→ **DIRECTIONS**: For every entry below, retype it exactly as it reads.

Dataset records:

------------------------------

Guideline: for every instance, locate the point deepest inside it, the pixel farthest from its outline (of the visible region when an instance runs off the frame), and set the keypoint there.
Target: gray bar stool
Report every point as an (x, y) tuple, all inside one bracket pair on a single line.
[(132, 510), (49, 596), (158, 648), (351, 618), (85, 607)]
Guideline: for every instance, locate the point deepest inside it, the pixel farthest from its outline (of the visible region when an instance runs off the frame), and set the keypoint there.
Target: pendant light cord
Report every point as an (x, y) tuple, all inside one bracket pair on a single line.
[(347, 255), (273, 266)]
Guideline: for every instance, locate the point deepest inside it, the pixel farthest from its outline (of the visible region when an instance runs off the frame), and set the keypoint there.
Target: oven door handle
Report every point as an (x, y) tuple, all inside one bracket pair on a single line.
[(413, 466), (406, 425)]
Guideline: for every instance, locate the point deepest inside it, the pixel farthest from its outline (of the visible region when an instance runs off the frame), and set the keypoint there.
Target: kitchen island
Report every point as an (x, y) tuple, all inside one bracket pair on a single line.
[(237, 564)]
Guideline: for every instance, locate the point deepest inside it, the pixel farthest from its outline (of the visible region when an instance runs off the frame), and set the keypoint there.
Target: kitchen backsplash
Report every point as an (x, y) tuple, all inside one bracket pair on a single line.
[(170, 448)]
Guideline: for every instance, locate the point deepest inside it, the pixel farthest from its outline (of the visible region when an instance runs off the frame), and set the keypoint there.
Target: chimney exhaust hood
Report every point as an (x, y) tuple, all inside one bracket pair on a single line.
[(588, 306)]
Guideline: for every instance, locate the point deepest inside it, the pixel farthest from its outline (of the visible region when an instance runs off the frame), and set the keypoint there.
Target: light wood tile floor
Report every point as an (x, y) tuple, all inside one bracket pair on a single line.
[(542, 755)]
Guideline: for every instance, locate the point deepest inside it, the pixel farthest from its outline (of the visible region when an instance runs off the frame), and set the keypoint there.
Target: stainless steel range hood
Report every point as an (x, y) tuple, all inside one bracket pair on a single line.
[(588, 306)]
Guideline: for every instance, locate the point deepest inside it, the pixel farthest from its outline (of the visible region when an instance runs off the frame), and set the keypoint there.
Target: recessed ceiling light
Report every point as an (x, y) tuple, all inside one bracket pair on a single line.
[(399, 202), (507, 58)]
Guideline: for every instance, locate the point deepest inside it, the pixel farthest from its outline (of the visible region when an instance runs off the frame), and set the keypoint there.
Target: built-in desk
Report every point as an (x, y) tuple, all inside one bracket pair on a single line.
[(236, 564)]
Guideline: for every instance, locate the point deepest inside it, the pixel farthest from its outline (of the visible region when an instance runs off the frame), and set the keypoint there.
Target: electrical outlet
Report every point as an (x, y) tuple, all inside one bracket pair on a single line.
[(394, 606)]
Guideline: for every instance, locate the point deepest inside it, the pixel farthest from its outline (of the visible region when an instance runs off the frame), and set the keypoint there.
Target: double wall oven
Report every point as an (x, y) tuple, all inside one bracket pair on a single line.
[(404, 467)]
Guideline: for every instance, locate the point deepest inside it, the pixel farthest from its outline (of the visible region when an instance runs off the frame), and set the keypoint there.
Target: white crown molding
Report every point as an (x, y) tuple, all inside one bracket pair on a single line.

------------------------------

→ **SOLUTION TO THIS PROBLEM**:
Guideline: for every instance, locate the point deepest inside it, the pixel farthest from its outline (of the visible region when an instance runs off the frame), and set the keypoint there.
Target: gray bar stool
Report every point as an (x, y) tuple, all inside one bracket pair on a single line.
[(132, 510), (49, 596), (158, 648), (351, 618), (85, 607)]
Guideline: for every instance, locate the point deepest inside it, the pixel farthest from its outline (of the visible region when an instance runs off the frame), and set the keypoint there.
Target: pendant light cord
Report every point as an (x, y) tuple, all inside one bracket pair on a single line.
[(347, 255), (273, 266)]
Guideline: for every instance, locate the point deepest inside it, the pixel farthest from its outline (of the visible region when an instance runs off the frame), and set the keypoint there.
Target: oven door handle
Report every point as an (x, y) tuple, all inside one bracket pair on a single line.
[(413, 466), (406, 425)]
Guideline: for every instance, locate the point deepest inside it, the pixel farthest from its outline (of the visible region when an instance runs off the frame), and set the keypoint there.
Target: kitchen island
Report every point as an (x, y) tuple, all inside one bracket pair on a single line.
[(237, 564)]
Guideline: for every instance, locate the point deepest inside it, the pixel farthest from its outline (of the visible region when an instance runs off the frame), and set the keypoint there.
Target: kitchen backsplash
Report every point as an (x, y) tuple, all inside one bracket pair on a single line.
[(170, 448)]
Guideline: for every instance, locate the point deepest inside it, the pixel farthest from its outline (of the visible region when an instance runs off the frame), and set the keypoint there.
Target: chimney exhaust hood
Report every point as an (x, y) tuple, all inside one bracket pair on a single line.
[(588, 306)]
Guideline: for every instance, locate the point deepest inside it, the pixel farthest from its outline (of the visible region when an instance runs off the frame), and set the keypoint there.
Target: light wood tile floor
Report every point as an (x, y) tuple, all inside one bracket pair on a single line.
[(542, 755)]
Guideline: for every instance, locate the point deepest inside it, the pixel farthest from its outline (of the visible region when an instance runs off the frame), and set the keypoint there.
Target: stainless steel range hood
Report every point as an (x, y) tuple, all inside one bracket pair on a single line.
[(588, 306)]
Guideline: for every instance, locate the point deepest inside it, the pixel farthest from its outline (of the visible region when an instance runs off the frame), and set the keypoint there.
Target: recessed ceiling light
Report every point as an (x, y) tuple, all inside one bracket pair on a single line.
[(399, 202), (507, 58)]
Guideline: for every instance, locate the point deepest inside it, the pixel farthest from its outline (of the visible region when an instance runs off the frame), and set the keypoint there.
Target: built-in desk
Report every point as an (x, y) tuple, all inside one bracket pair on a single line.
[(236, 564)]
Guideline: for every instance, locate the point deepest inside it, the pixel farthest from its outline (of the visible region when an instance runs off the frame), and set the keypoint there.
Target: electrical outlet
Report every point as an (x, y) tuple, all inside one bracket pair on a single line.
[(394, 606)]
Guideline: for every instance, locate the point deepest inside it, the pixel farthest from its outline (of the visible region when an instance runs off the frame), and set the keypoint there.
Target: double wall oven
Report every point as an (x, y) tuple, all inside one bracket pair on a single line.
[(404, 467)]
Guideline: for every instance, locate the point deepest inside it, the pixel farthest from its outline (of the visible region when an instance runs off the frame), and set the keypoint there.
Target: white crown molding
Report every point as an (x, y) tuple, all inside one bracket pair on a single line.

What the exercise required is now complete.